Would you output, exactly as written, the line with "Someone flagged eyelid" and all lines after it to the end of the data below, and no others?

(AVAILABLE DATA begins)

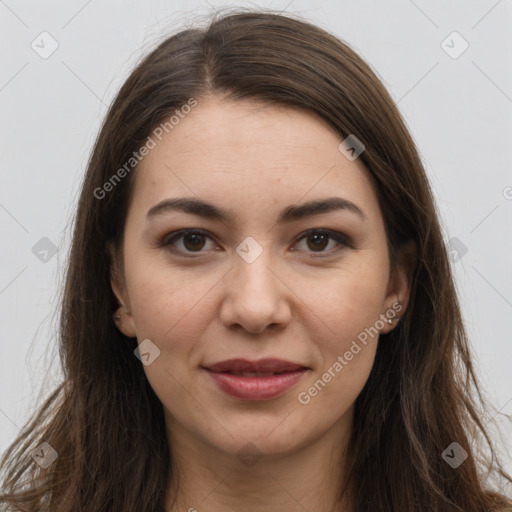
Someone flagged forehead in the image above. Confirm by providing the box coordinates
[149,97,343,168]
[129,96,381,225]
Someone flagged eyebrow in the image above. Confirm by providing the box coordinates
[146,196,366,223]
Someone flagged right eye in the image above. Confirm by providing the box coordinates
[161,229,219,256]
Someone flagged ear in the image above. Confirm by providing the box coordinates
[107,241,137,338]
[380,239,417,334]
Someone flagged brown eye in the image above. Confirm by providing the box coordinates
[293,229,351,256]
[306,233,330,251]
[162,229,216,255]
[181,232,207,251]
[162,228,352,258]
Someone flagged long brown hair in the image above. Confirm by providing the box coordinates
[1,7,511,511]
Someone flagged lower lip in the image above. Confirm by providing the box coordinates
[205,369,307,400]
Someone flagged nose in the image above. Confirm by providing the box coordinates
[219,244,292,335]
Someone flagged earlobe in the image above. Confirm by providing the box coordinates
[107,242,137,338]
[381,239,417,334]
[394,239,417,311]
[112,305,137,338]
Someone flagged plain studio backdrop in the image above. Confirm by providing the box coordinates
[0,0,511,484]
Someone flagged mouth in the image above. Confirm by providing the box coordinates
[202,358,309,400]
[203,357,307,374]
[219,371,296,377]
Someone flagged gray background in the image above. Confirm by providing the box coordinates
[1,0,511,480]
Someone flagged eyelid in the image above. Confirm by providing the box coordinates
[294,228,353,256]
[161,228,217,255]
[161,228,353,256]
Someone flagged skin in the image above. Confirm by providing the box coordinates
[110,95,416,512]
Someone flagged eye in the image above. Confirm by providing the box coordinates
[162,229,217,255]
[292,229,351,256]
[161,228,351,257]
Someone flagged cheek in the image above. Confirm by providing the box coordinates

(AVAILABLE DATA ends)

OUTPUT FOR THIS EXERCISE:
Someone flagged eyelid in the image above. Confirm by providing the box coordinates
[294,228,353,256]
[161,228,217,255]
[161,228,353,256]
Someone flagged skin in the image above. Confirm by providing the box coordinates
[110,95,416,512]
Someone flagged eye in the image above. Confirm by providing the box coordinates
[162,229,217,255]
[292,229,351,256]
[161,228,351,257]
Someone flagged cheek in the image above. Confirm by providing the box coordinates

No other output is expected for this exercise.